> EXERCISE
Format every line of the records below as a JSON list of strings, one string per line, with blank lines dropped. Leave the pictures out of the list.

> DATA PROVIDED

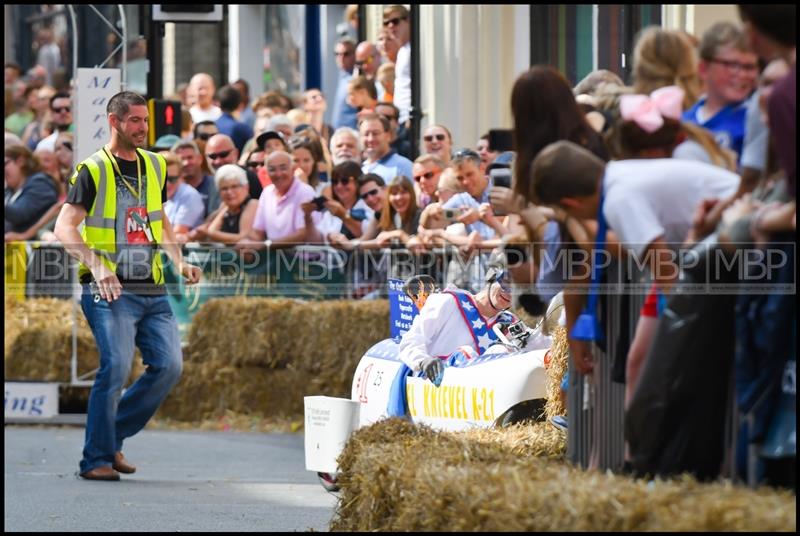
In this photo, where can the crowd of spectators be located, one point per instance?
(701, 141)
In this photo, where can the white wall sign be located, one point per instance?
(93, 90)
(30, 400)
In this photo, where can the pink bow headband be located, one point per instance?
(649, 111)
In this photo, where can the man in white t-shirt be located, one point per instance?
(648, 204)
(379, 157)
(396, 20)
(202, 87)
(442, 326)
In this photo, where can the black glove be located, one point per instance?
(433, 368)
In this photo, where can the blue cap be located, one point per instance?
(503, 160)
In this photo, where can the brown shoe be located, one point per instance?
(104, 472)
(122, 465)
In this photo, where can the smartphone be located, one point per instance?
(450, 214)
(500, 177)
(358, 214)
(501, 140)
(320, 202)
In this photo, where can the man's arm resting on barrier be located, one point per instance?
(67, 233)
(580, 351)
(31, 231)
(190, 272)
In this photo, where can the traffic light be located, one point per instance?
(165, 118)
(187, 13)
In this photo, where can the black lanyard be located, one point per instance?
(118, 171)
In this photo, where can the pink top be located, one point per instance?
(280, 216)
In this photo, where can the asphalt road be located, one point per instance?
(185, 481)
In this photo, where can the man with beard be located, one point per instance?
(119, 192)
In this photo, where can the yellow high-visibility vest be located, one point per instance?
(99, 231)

> TASK OUTPUT
[
  "In this photo, where can the crowd of spectators be located, one point per instance?",
  "(701, 141)",
  "In this photo, where can the white wall sign be located, one point per instance?",
  "(93, 90)",
  "(30, 400)",
  "In this photo, where can the pink bow headband be located, one point per instance?",
  "(649, 111)",
  "In this photo, where can the man in white t-shirt be located, one point per instance?",
  "(648, 204)",
  "(379, 157)",
  "(396, 20)",
  "(202, 87)",
  "(442, 326)",
  "In this photo, where can the black glove be located, one point per instance?",
  "(433, 368)",
  "In this photo, where can the blue cap be located, one point per instance?",
  "(503, 160)",
  "In this photo, where can the brown shoe be located, one point per instance?",
  "(104, 472)",
  "(122, 465)",
  "In this photo, where can the smartphone be located, one point per instance?",
  "(450, 214)",
  "(500, 177)",
  "(358, 214)",
  "(501, 140)",
  "(320, 202)",
  "In this photo, where can the man's arm resting on barrier be located, one point per instance?",
  "(67, 233)",
  "(580, 351)",
  "(31, 231)",
  "(190, 272)",
  "In this photo, where can the traffic light be located, one point per instance?",
  "(165, 118)",
  "(187, 13)",
  "In this photo, where can the black lanyard be located, one point per instance?",
  "(118, 171)",
  "In this photo, where can the pink top be located, one point per instance?",
  "(280, 216)",
  "In this photo, where can the asphalt road be located, one point per instance?",
  "(185, 481)",
  "In this photo, where can the man with beard be located, one point per instance?",
  "(119, 192)",
  "In this photo, where can the yellow high-visibility vest be located, one point per instance?",
  "(99, 231)"
]